Falar do gap de proteção é falar de como as sociedades, as economias e as pessoas são resilientes a eventos inesperados com efeitos financeiros, como catástrofes naturais, doença ou acidente, perda de bens por roubo ou outra causa, saída da vida ativa, entre outros. Uma lacuna significativa de proteção reduz a capacidade financeira das economias, das empresas e das pessoas para recuperarem face a estes eventos. E a falta de seguros torna a recuperação ainda mais difícil.
Vivemos tempos de mudança e incerteza, o que implica níveis mais elevados de risco, e é essencial que as organizações e as pessoas tomem consciência dos seus riscos seja de saúde, património/bens ou rendimentos. É necessário, assim, que nos perguntemos quais os nossos riscos e necessidade e se estamos ou não devidamente protegidos e o que podemos fazer para estarmos mais preparados e financeiramente protegidos.
____________________
» **O QUE SE PEDE**
Escreva a continuação do texto sobre o gap de proteção, começando logo após a sua última frase. As linhas que se seguem nada têm a ver com o texto em estudo.
____________________
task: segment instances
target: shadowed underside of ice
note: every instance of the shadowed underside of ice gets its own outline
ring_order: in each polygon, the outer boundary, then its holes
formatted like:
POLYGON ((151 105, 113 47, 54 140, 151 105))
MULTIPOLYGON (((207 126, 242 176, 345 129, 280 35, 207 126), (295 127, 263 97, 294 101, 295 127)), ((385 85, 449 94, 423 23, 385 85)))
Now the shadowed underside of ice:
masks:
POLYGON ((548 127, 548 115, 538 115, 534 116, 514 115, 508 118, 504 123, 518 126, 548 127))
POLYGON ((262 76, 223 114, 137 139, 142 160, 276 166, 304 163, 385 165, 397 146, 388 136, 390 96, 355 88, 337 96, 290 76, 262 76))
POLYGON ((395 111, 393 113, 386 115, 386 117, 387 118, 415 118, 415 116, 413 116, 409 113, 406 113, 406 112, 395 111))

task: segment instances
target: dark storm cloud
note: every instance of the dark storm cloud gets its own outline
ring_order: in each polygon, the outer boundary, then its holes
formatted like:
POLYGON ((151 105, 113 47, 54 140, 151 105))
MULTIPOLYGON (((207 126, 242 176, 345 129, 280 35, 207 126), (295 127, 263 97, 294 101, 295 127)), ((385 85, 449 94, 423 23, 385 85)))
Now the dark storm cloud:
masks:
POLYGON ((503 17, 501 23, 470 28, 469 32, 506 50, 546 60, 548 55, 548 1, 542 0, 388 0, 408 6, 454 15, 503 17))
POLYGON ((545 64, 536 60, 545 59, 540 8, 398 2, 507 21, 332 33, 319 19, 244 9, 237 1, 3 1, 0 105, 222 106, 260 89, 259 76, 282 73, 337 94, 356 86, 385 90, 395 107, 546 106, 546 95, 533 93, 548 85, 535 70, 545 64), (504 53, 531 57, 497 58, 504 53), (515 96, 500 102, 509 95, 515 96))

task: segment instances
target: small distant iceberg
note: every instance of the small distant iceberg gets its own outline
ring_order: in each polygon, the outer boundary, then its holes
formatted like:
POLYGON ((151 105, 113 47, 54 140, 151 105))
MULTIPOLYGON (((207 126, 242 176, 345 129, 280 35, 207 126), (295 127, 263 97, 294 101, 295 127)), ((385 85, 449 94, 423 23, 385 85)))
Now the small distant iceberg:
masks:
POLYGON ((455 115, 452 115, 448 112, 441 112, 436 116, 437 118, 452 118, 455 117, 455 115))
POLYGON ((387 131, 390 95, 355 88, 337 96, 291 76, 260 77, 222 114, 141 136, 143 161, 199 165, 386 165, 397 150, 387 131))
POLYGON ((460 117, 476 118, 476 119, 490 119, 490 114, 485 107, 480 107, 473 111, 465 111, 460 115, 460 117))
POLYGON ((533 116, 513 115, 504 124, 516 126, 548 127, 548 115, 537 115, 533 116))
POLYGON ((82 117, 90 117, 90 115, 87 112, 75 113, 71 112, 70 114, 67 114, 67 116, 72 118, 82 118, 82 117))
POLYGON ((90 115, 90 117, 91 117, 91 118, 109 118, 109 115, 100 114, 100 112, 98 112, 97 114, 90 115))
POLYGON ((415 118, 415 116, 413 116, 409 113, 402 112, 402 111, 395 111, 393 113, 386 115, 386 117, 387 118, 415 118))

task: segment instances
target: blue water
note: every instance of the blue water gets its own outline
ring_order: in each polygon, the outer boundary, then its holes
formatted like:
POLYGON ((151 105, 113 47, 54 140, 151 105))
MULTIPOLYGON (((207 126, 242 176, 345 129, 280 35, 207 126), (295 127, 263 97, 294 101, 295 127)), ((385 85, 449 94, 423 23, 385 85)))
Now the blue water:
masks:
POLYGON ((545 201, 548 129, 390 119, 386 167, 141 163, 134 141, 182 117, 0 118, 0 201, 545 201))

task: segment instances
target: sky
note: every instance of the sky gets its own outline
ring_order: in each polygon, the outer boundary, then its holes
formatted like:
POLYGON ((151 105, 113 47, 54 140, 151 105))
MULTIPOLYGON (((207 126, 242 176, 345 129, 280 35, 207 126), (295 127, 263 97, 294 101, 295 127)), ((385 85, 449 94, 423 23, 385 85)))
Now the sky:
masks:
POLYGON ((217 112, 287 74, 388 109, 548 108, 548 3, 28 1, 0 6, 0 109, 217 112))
____________________
» **RESPOSTA AO EXERCÍCIO**
Entender os riscos para fecharmos o gap de proteção
Em modo de conclusão podemos afirmar que existe a necessidade da literacia do risco e do seguro. Precisamos de entender, conhecer e ser sensíveis aos riscos atuais e futuros. Não é a mentalidade do medo, é antes a mentalidade do conhecer para mitigar, prevenir e tomar medidas e decisões para estarmos mais preparados (seguros) caso algum imprevisto aconteça.
Não podemos contar que o governo irá compensar-nos por todas as perdas, isso não é possível. Não podemos continuar a ter sociedades onde o risco moral persiste, ou seja, onde as pessoas não se esforçam para reduzir os seus riscos, porque acreditam que de algum modo se algo de mal acontecer serão compensadas e apoiadas pelas suas perdas.
Assim, numa altura em que tanto se fala da necessidade de literacia financeira é importante termos em conta que a literacia do risco e a literacia do seguro fazem parte deste conhecimento financeiro, que é tão importante para o bem-estar da sociedade e de cada pessoa.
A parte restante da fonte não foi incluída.